What you are asked to do:
Collect the lines of the entries where "leaf" shows up.

[Dataset entries]
+ + + + + + +
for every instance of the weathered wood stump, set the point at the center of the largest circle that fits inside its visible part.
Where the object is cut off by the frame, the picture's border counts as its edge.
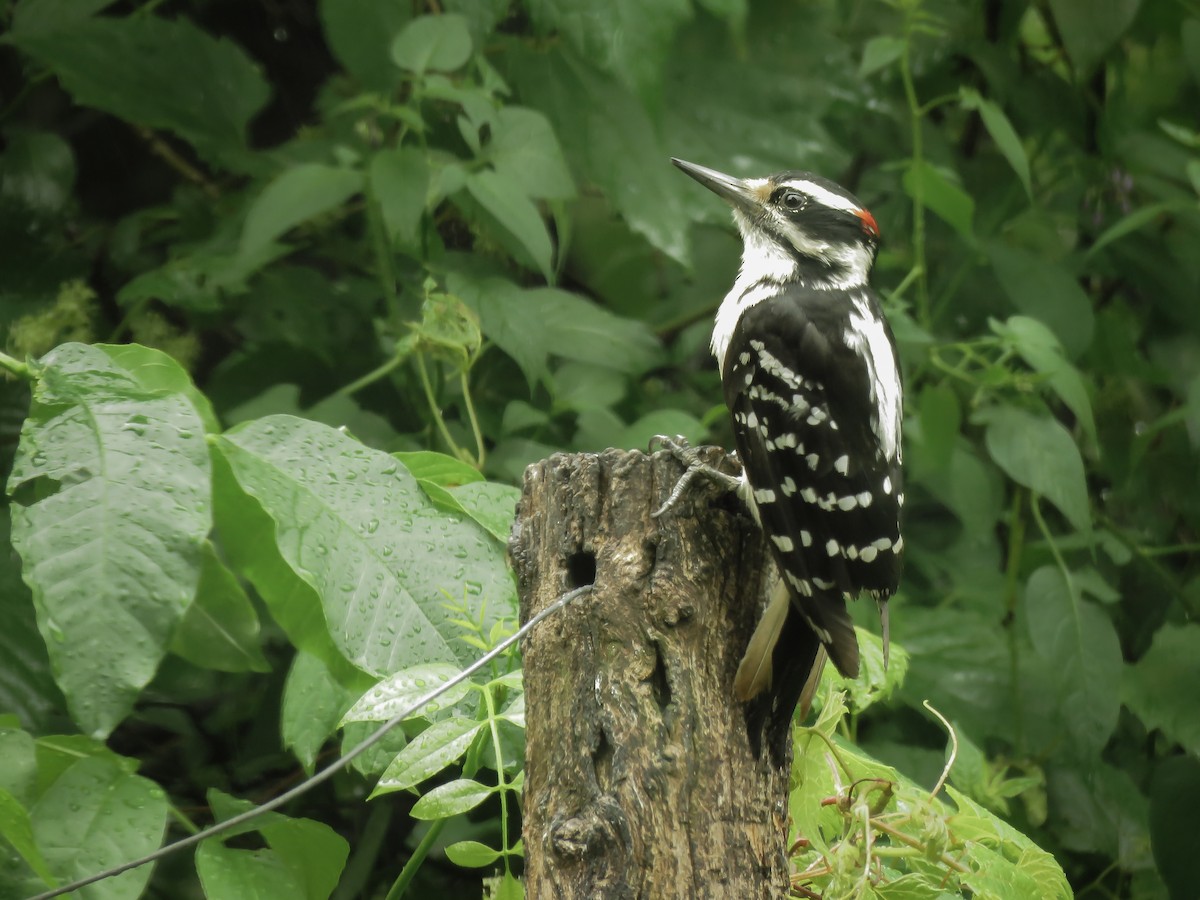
(640, 777)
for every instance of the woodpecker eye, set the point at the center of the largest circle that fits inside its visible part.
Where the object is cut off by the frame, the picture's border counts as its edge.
(793, 201)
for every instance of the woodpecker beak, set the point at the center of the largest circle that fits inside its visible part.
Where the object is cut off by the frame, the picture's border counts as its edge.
(735, 191)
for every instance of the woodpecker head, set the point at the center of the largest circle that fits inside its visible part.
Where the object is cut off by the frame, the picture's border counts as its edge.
(797, 227)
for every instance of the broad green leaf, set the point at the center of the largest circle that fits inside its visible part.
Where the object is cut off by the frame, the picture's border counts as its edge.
(534, 324)
(1038, 453)
(525, 150)
(220, 629)
(17, 828)
(1174, 795)
(307, 852)
(438, 43)
(1151, 687)
(516, 213)
(360, 34)
(313, 702)
(292, 198)
(1047, 292)
(1043, 352)
(97, 796)
(257, 874)
(1081, 643)
(879, 53)
(1008, 142)
(156, 371)
(628, 39)
(247, 537)
(491, 504)
(400, 183)
(1090, 29)
(159, 73)
(401, 690)
(111, 508)
(952, 204)
(354, 525)
(450, 799)
(439, 745)
(472, 855)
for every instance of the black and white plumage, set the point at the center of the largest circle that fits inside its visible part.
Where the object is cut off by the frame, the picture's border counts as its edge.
(813, 383)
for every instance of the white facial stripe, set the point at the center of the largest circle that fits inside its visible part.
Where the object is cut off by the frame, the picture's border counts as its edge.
(821, 195)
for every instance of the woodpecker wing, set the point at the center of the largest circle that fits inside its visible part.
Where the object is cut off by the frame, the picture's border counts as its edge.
(817, 431)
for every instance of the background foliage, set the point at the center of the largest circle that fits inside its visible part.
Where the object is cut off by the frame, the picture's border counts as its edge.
(264, 258)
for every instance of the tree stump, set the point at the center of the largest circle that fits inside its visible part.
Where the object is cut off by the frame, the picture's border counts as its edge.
(640, 777)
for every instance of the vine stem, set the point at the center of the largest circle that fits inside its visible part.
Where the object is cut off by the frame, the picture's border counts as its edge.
(334, 767)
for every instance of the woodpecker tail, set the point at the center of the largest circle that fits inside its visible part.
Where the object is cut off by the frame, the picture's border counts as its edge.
(780, 671)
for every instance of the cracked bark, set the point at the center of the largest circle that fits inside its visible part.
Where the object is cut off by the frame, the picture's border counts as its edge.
(640, 778)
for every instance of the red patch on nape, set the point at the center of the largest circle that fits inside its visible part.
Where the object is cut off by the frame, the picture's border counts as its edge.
(869, 225)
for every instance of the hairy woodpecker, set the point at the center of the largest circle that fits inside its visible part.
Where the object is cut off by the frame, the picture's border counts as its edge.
(811, 379)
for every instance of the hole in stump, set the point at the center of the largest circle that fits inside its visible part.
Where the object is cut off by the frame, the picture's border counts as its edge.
(581, 569)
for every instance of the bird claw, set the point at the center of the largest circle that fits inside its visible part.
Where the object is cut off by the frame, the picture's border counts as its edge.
(694, 467)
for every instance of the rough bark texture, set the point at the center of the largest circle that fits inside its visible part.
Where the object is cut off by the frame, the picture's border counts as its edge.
(640, 779)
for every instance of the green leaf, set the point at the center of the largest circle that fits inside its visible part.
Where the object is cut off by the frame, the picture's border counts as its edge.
(1038, 453)
(439, 745)
(1137, 220)
(1151, 687)
(611, 142)
(628, 39)
(1090, 29)
(879, 53)
(937, 192)
(1047, 292)
(313, 702)
(17, 828)
(491, 504)
(303, 852)
(400, 183)
(438, 43)
(472, 855)
(1174, 796)
(525, 150)
(1043, 352)
(1079, 640)
(531, 325)
(450, 799)
(220, 629)
(1008, 142)
(360, 34)
(159, 73)
(97, 796)
(516, 213)
(294, 197)
(354, 525)
(401, 690)
(111, 508)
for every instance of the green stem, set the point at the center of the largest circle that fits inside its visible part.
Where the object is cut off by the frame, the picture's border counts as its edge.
(480, 450)
(918, 199)
(371, 377)
(13, 365)
(414, 862)
(502, 785)
(433, 407)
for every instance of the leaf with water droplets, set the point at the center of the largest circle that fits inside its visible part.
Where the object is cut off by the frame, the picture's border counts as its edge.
(111, 509)
(385, 562)
(399, 691)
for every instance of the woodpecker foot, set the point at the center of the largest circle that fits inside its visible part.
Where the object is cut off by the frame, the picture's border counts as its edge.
(696, 468)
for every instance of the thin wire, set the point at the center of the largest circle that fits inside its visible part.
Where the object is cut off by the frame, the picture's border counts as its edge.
(329, 771)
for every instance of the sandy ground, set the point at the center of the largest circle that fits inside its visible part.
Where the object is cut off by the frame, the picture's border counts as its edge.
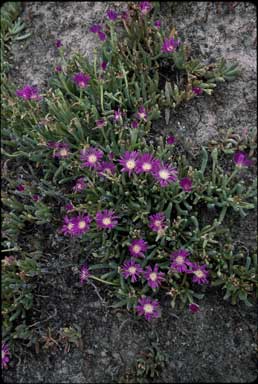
(218, 343)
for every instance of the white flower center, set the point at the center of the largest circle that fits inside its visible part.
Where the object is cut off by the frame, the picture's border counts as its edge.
+ + + + + + +
Solution to the problem:
for every instance of the broad green leaf, set the point at the center of the largest circle that fits inside its visible part.
for every instance of the green leaf, set the point at the center of the largest circle that fits inside its visible part.
for every instance of the leaf with water droplets, set the point at the center of the largest circle that fits inside its visible part.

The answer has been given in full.